Prompt: Print all the data, keeping every line exactly as it is.

Rows from a dataset
*****

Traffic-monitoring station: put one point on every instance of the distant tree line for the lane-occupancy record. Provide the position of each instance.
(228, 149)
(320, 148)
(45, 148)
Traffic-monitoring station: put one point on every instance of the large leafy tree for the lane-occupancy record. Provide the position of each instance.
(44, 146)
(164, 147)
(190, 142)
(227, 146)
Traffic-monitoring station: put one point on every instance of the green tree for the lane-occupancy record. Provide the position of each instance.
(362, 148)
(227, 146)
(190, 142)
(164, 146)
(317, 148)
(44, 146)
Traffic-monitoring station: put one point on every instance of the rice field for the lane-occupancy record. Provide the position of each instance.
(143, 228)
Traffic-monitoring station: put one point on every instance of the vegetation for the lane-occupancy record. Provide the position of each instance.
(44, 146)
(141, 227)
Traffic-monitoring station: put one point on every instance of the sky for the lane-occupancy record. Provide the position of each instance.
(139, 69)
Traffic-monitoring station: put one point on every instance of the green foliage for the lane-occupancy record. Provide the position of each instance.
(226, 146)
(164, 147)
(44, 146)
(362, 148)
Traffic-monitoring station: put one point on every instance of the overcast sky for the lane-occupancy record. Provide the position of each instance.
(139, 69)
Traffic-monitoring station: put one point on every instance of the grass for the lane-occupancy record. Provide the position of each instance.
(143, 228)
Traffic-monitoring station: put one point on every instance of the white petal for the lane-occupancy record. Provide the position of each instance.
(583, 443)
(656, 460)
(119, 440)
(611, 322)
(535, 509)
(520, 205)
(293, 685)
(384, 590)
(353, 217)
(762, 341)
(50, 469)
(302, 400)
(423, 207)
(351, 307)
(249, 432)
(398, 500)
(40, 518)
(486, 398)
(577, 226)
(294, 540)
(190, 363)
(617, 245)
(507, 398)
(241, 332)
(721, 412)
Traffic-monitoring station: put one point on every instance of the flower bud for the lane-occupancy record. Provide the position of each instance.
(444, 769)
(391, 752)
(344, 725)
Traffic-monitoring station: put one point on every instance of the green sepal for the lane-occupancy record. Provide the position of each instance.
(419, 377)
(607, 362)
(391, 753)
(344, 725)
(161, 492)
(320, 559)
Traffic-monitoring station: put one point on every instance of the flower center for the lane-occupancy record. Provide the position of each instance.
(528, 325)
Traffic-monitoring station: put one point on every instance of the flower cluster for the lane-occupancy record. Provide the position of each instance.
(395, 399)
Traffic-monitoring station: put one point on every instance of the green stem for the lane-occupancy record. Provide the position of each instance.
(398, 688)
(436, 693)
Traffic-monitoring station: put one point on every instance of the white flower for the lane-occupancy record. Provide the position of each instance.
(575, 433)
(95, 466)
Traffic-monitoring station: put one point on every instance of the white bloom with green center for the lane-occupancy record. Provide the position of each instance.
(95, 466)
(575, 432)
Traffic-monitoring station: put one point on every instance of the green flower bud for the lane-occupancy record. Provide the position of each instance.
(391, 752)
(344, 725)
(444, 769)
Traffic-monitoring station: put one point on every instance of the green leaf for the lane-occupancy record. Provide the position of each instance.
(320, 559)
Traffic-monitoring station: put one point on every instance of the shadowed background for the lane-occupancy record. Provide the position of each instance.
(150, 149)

*****

Complete answer:
Traffic-monitoring station: put one point on every instance of the distant tree line for the lane-occupancy record. Provide the position of each instance.
(228, 149)
(320, 148)
(45, 148)
Traffic-monitoring station: put one point on every instance of the large leafy tree for the lane-occupancy record. Provide the position of each instance.
(44, 146)
(164, 147)
(190, 142)
(227, 146)
Traffic-monitoring station: put one point on every instance of the green tree for the lane-occupancy record. Provide the position of each instance.
(362, 148)
(227, 146)
(190, 142)
(164, 146)
(317, 148)
(44, 146)
Traffic-monitoring station: put one point on every instance of the rice field for the lane-occupancy record. Provide the position of each instance.
(143, 228)
Traffic-monitoring station: put one point on every instance of the vegetation for the lane-occupancy record. Provide the position of each instance.
(44, 146)
(141, 227)
Traffic-monitoring station: put one point on every instance of the sky for the lane-occupancy record. Provide the position of each instance.
(139, 69)
Traffic-monitoring station: put one point on every instance of the green foliage for the lane-occupancy record. Provide the position of each instance.
(226, 146)
(164, 147)
(44, 146)
(362, 148)
Traffic-monitoring station: put one point on every instance of the overcast sky for the lane-occupancy record. Provide the position of each instance.
(139, 69)
Traffic-monitoring station: put one point on every instance of the grass for the lane-occupancy record. Provide the position of each instance.
(143, 228)
Traffic-monitoring station: put one point on every instance of the white petal for the lane-occupancy record. Provide the position of each instance.
(583, 443)
(656, 460)
(119, 440)
(611, 322)
(535, 509)
(520, 205)
(293, 685)
(384, 590)
(353, 217)
(762, 341)
(50, 469)
(302, 400)
(423, 207)
(351, 307)
(249, 432)
(398, 500)
(40, 518)
(486, 398)
(577, 226)
(294, 540)
(190, 363)
(617, 245)
(507, 398)
(241, 332)
(721, 412)
Traffic-monitoring station: put one point on every instance of the flower bud for the lane-occupancy record. Provide the position of each instance.
(444, 769)
(391, 752)
(344, 725)
Traffic-monitoring station: put one point on every instance of the green sepal for the lane-occupancy record. Provide the position of each instance.
(419, 377)
(607, 362)
(391, 753)
(344, 725)
(161, 492)
(320, 559)
Traffic-monitoring station: put one point on every instance of the flower center for the lane-occupancy record. Provide the position of each instance.
(528, 325)
Traffic-monitoring station: put one point on every instance of the flower cluster for the lane-occupancy record. Provide the position of each instance.
(395, 399)
Traffic-monitoring station: put one point on every instance of the green stem for the lane-occupancy record. Provide the position of each instance.
(398, 688)
(436, 693)
Traffic-monitoring station: put one point on every instance of the white flower for the lane-occupancy record. Provide the position of each instance.
(575, 433)
(95, 466)
Traffic-monitoring station: put one point on every instance of the white bloom with green center for the lane-occupancy record. Provide the position of each instance.
(95, 466)
(575, 432)
Traffic-monitoring station: put one point on every instance of the green flower bud for the lane-occupancy record. Provide the position of each instance.
(391, 752)
(344, 725)
(444, 769)
Traffic-monitoring station: put one point on every instance of the green leaf for the lane-occupancy record. Provide the position of each instance.
(320, 559)
Traffic-monitoring station: put one point on every instance of the shadowed background for the lane-occupancy record. Provide the position of each instance.
(150, 149)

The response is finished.